PROMPT
From the line bearing "Query: brake light" down to the final line of the records below, give every line again exactly and add nothing.

━━━━━ MATERIAL FOR THIS EXERCISE

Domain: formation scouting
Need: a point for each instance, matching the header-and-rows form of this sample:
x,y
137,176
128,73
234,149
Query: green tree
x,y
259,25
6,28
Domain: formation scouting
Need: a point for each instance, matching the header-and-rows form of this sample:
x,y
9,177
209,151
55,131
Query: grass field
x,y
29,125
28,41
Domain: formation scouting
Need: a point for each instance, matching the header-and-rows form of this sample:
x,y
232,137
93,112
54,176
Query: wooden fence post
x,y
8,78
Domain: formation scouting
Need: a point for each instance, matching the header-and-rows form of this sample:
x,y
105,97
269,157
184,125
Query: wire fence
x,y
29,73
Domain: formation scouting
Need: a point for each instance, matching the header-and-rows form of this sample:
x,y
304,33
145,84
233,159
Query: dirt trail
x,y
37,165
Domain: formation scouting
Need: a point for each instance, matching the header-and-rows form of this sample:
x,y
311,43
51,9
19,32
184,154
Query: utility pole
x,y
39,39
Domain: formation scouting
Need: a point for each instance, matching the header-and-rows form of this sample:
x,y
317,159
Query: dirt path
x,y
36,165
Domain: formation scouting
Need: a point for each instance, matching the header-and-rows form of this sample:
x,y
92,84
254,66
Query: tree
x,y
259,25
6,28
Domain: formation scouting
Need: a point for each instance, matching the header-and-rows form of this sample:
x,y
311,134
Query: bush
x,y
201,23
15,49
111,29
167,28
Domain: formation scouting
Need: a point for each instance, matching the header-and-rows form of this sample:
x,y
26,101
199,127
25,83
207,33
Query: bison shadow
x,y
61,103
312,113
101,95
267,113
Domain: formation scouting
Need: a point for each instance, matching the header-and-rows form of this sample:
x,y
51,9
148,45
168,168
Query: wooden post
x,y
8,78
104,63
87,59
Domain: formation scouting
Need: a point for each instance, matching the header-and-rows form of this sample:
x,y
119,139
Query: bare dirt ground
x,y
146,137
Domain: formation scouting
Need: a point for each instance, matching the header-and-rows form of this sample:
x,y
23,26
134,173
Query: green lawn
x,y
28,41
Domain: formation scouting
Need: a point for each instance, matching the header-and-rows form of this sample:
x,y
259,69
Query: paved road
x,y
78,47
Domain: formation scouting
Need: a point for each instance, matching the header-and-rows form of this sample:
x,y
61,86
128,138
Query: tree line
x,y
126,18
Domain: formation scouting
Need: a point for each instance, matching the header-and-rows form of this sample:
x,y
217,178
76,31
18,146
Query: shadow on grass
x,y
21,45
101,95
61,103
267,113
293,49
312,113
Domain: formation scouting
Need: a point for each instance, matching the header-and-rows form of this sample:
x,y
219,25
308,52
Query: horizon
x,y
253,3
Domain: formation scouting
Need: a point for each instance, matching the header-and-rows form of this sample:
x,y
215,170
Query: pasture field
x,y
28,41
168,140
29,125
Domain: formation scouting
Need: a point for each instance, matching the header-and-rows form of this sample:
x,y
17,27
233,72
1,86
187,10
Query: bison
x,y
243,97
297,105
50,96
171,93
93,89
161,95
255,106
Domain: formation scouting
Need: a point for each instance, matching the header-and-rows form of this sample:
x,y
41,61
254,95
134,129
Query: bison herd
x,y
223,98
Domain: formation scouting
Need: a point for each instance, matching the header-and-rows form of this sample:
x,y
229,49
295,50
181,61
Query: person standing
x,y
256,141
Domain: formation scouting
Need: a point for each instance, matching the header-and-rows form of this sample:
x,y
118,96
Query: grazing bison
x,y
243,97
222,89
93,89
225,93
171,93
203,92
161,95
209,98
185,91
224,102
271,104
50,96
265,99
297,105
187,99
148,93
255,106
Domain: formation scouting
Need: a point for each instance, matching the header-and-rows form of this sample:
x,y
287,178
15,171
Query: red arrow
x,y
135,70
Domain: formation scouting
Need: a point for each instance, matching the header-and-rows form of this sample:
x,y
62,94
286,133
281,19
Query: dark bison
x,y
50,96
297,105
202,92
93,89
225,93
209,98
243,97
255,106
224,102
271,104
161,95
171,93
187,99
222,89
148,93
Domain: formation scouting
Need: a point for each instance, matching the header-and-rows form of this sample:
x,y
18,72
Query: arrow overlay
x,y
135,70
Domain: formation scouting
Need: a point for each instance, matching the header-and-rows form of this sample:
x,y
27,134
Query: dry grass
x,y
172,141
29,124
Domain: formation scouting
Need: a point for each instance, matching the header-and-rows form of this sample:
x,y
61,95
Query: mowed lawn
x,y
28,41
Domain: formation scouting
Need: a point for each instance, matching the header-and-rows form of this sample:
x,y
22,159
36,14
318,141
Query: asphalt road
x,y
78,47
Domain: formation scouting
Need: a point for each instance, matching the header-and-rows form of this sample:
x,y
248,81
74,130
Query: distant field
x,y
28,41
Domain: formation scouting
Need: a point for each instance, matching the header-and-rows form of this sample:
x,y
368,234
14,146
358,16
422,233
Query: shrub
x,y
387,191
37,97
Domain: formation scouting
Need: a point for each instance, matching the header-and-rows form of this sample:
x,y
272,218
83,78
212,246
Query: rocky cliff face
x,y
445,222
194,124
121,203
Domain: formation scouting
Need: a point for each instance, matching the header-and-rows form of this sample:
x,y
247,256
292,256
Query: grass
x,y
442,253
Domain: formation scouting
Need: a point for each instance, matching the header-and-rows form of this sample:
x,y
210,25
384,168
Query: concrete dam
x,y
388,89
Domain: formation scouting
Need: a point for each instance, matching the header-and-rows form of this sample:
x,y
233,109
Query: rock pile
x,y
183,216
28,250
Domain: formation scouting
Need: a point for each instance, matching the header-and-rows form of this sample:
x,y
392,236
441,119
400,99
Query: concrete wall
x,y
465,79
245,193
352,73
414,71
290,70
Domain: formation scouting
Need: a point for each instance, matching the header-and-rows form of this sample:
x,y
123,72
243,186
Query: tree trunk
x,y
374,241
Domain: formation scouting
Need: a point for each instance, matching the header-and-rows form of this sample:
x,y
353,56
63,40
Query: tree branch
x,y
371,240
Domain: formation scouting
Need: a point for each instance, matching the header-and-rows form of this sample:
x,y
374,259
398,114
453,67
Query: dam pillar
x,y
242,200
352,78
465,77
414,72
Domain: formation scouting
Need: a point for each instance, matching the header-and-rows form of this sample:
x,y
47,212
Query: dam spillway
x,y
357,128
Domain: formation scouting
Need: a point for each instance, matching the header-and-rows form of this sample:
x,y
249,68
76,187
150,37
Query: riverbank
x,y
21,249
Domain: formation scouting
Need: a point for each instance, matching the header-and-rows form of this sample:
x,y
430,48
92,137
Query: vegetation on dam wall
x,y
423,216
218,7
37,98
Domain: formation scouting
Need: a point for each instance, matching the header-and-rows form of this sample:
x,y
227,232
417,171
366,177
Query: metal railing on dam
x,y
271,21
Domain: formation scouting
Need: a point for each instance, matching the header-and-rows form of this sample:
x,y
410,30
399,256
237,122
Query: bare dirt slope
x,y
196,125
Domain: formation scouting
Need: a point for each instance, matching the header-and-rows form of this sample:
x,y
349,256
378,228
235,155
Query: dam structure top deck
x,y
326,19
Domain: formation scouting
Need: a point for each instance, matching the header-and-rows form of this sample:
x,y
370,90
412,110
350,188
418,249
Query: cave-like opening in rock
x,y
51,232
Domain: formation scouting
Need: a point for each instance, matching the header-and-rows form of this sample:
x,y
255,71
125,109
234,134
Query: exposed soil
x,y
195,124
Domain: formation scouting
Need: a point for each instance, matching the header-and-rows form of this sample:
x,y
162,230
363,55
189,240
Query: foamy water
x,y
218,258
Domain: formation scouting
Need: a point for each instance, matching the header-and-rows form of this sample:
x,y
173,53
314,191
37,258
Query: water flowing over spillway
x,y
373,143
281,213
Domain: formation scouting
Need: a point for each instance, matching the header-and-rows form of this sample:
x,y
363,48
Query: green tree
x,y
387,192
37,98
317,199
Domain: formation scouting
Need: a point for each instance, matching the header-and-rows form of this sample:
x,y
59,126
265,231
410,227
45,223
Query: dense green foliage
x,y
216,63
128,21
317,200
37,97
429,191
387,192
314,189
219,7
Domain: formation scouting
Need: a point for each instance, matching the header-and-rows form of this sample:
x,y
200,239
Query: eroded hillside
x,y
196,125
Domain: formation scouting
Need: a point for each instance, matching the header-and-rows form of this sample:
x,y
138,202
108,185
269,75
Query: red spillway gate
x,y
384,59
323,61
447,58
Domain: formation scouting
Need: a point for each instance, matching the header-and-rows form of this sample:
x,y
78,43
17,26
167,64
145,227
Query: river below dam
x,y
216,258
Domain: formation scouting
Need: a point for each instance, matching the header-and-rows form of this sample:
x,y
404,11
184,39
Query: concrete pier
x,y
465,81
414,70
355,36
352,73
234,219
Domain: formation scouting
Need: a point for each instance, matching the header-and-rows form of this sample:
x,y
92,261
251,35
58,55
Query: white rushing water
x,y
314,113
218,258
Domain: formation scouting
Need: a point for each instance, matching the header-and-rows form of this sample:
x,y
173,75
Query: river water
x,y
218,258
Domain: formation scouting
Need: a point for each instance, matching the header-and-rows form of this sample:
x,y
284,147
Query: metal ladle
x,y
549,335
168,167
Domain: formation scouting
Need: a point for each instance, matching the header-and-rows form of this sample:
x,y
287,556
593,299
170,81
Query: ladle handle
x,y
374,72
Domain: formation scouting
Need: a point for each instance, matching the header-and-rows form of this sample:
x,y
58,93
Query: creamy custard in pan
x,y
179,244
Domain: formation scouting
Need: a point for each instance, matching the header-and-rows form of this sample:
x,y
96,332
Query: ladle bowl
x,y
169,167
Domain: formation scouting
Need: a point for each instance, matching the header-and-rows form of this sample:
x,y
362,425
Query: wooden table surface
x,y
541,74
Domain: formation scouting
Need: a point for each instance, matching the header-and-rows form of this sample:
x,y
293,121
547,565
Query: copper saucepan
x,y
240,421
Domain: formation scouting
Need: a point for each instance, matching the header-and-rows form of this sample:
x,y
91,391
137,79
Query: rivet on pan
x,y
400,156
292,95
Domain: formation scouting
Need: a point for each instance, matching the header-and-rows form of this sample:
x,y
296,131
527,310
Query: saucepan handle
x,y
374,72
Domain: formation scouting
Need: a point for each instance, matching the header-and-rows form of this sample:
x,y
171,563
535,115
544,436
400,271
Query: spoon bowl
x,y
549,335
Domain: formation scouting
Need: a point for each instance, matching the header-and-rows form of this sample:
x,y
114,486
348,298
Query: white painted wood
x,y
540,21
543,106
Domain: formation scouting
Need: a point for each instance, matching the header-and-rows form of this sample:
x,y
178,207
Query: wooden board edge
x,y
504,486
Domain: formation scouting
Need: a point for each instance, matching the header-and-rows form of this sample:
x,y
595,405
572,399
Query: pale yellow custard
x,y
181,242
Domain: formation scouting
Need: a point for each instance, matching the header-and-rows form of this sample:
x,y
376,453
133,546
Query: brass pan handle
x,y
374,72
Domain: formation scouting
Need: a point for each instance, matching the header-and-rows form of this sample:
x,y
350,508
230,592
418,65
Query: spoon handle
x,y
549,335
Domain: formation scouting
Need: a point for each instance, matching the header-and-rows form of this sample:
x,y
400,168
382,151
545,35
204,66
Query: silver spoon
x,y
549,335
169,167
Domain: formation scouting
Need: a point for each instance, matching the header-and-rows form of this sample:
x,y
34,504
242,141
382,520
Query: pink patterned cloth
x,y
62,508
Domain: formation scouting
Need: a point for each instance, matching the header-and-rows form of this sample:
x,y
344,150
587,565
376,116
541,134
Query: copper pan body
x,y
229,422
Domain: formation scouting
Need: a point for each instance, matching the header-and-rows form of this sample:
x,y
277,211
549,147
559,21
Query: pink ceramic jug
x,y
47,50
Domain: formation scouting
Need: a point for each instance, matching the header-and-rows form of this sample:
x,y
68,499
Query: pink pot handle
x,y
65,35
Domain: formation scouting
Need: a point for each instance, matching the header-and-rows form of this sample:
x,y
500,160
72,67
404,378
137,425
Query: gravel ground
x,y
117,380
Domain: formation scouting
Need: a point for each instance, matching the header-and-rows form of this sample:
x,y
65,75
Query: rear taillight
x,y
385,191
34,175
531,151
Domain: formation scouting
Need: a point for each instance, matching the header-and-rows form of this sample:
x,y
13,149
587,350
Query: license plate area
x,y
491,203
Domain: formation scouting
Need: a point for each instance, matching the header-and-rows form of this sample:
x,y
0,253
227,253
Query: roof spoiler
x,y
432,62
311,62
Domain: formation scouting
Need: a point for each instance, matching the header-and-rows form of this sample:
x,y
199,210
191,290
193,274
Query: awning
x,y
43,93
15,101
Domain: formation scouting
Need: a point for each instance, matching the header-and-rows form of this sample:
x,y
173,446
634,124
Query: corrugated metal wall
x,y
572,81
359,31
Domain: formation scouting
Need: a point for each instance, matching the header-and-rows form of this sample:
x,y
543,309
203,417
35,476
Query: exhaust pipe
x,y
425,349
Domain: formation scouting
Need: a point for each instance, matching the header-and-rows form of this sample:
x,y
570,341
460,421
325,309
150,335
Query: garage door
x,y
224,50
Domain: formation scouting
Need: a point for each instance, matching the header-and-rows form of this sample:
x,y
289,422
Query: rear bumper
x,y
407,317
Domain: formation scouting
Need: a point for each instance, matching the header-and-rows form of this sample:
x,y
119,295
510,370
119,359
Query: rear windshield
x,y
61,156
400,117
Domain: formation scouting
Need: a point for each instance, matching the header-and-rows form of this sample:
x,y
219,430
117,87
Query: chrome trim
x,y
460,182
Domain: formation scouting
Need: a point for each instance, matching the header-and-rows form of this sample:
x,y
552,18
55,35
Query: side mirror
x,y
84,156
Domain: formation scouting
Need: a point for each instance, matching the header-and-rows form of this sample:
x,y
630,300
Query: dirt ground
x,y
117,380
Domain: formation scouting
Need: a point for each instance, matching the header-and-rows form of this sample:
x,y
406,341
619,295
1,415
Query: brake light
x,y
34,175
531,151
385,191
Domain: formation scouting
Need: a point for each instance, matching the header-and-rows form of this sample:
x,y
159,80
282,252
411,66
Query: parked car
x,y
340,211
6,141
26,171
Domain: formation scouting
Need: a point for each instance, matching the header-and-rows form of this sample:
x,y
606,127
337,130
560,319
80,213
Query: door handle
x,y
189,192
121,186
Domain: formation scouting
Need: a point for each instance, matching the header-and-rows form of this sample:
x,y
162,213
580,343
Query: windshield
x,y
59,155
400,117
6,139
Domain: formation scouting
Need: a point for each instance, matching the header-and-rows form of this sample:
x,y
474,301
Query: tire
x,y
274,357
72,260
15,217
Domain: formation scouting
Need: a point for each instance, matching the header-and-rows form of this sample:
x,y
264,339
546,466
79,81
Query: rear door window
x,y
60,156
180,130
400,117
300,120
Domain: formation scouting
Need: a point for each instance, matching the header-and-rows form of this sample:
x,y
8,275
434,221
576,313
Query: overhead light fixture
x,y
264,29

━━━━━━━━━━

RESULT OF THE EXERCISE
Query: brake light
x,y
34,175
531,151
385,191
Domain: formation scouting
Need: a point for each instance, matching the header-and-rows form of this sample:
x,y
159,80
282,252
411,66
Query: parked car
x,y
340,211
6,141
26,171
Domain: formation scouting
Need: a point for each instance, matching the header-and-rows form of this sample:
x,y
606,127
337,130
560,319
80,213
Query: door handle
x,y
189,192
121,186
Domain: formation scouting
Need: a point for each instance, matching the header-and-rows form of this sample:
x,y
162,213
580,343
Query: windshield
x,y
59,155
400,117
6,139
Domain: formation scouting
Need: a point for each instance, matching the header-and-rows form of this sample:
x,y
474,301
Query: tire
x,y
274,357
72,260
15,217
Domain: formation scouting
Need: a point for each instance, matching the header-and-rows form of this sample:
x,y
264,339
546,466
79,81
Query: rear door window
x,y
60,156
180,130
400,117
300,120
Domain: formation scouting
Need: a point for each instance, matching the header-and-rows form of this sample:
x,y
8,275
434,221
576,313
Query: overhead light fixture
x,y
264,29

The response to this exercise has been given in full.